[EXCERPT — start]
Softmax

Softmax is often used to normalize the logits from a model (outputs from the last layer) so that they all lie between $[0,1]$ and sum to 1. A visualization can be seen below:

Source

When to use softmax vs. sigmoid?

Use softmax for multiple-class prediction and Sigmoid for binary prediction. The two are equivalent for binary classification. See the bottom of the page for more details.

Softmax Function §

The softmax function is used to convert the raw scores given by the classifier (aka logits) to normalized scores that add up to 1. Softmax has the nice property that it can take in negative values and ensure the output is positive and that all the outputs add up to 1 (converts everything to probabilities).

It is called softmax because it is like a softer version of a max function. It will give a higher probability to the larger value.

$${\hat{y}}_c=\frac{e^{z_c}}{{\sum }_j{e}^{z_j}}$$

Calculation:

1. First you take the exponential of the raw scores $z_c$ with $e^{z_c}$. This ensures all values are positive and non-zero. The new values are $e^{z_j}$.
2. You then sum up all the positive scores ${\sum }_j{e}^{z_j}$ and divide the positive scores calculated in step 1, $e^{z_j}$, by the sum of the scores, to normalize them to add up to 1.

PyTorch Example:

m = nn.Softmax(dim=1)
input = torch.randn(2, 3)
output = m(input)

When to use Sigmoid vs. softmax §

If you have a multi-label classification problem = there is more than one “right answer” = the outputs are NOT mutually exclusive, then use a sigmoid function on each raw output independently. The sigmoid will allow you to have high probability for all of your classes, some of them, or none of them. Example: classifying diseases in a chest x-ray image. The image might contain pneumonia, emphysema, and/or cancer, or none of those findings.

If you have a multi-class classification problem = there is only one “right answer” = the outputs are mutually exclusive, then use a softmax function. The softmax will enforce that the sum of the probabilities of your output classes are equal to one, so in order to increase the probability of a particular class, your model must correspondingly decrease the probability of at least one of the other classes. Example: classifying images from the MNIST data set of handwritten digits. A single picture of a digit has only one true identity - the picture cannot be a 7 and an 8 at the same time.
[EXCERPT — finish]
[DATASET CONTENT — start]
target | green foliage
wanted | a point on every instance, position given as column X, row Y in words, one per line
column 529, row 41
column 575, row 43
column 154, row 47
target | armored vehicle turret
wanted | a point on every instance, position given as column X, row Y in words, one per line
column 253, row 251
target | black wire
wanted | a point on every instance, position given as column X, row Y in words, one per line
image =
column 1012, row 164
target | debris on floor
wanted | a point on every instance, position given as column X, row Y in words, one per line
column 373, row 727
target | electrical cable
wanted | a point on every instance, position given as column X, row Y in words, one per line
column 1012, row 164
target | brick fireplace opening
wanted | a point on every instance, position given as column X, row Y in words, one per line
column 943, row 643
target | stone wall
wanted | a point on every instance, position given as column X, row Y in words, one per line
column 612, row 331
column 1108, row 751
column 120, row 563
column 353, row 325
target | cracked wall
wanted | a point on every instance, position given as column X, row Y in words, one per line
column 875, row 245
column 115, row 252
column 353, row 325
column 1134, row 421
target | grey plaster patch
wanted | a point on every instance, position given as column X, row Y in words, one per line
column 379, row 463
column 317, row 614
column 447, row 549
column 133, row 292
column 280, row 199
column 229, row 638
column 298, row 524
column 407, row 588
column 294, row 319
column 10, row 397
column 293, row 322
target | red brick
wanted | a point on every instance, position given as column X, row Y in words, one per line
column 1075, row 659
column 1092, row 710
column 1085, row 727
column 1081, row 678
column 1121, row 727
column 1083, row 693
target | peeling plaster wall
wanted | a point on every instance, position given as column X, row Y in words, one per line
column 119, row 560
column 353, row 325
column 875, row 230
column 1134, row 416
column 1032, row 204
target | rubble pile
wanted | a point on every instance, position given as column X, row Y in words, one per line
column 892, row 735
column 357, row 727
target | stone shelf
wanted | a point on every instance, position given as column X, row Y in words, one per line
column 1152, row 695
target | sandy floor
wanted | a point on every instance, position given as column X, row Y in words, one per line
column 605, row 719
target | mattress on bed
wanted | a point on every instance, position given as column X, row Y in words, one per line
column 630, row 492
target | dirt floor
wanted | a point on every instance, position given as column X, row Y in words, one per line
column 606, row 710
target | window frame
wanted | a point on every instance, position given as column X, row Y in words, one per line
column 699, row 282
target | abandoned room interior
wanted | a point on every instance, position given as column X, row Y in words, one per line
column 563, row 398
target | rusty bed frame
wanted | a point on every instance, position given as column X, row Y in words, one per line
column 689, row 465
[DATASET CONTENT — finish]
» **EXERCISE 1**:
Answer these questions about the softmax page:
(a) According to the page, why is the function called softmax?
(b) In step 1 of the calculation, what does taking the exponential of the raw scores ensure?
(c) What example does the page give for a multi-label classification problem?
» **EXERCISE 2**: Transcribe the softmax page from "Use softmax for" up to and including "everything to probabilities).".
» **EXERCISE 3**: Pick up the softmax page where it stops and write the next part.
This listing comes from a separate source.

» **TASK OUTPUT 1**:
(a) Because it is like a softer version of a max function.
(b) It ensures all values are positive and non-zero.
(c) Classifying diseases in a chest x-ray image.

» **TASK OUTPUT 2**:
Use softmax for multiple-class prediction and Sigmoid for binary prediction. The two are equivalent for binary classification. See the bottom of the page for more details.

Softmax Function §

The softmax function is used to convert the raw scores given by the classifier (aka logits) to normalized scores that add up to 1. Softmax has the nice property that it can take in negative values and ensure the output is positive and that all the outputs add up to 1 (converts everything to probabilities).

» **TASK OUTPUT 3**:
For binary classification, sigmoid and softmax are the same: Using Sigmoid with dummy encoded output (one binary column) vs using softmax with two one-hot encoded columns (one of the columns is equal to one, the other is zero) is mathematically equivalent and should give same results. Source.

Softmax with temperature scaling §

You can add in a scaling term $t$ which divides the logit tensor and then applies softmax to the result. The scale of temperature controls the smoothness of the output distribution. As $t\to \infty$, the distribution becomes more uniform, thus increasing the uncertainty. Contrarily, when $t\to 0$, the distribution collapses to a point mass.

$${\hat{y}}_c=\frac{e^{\frac{z_c}{t}}}{{\sum }_j{e}^{\frac{z_j}{t}}}$$

Visualizing the Effects of Temperature Scaling. Each word gets equal probability as the Temperature increases. Source

Softmax Temperature Scaling for Controlling LLM Output §

At each time step in the decoding phase (creating the full output sequence from a LLM), we need to predict a token, which is done by sampling from a softmax distribution (over the set of all possible tokens) using a sampling technique.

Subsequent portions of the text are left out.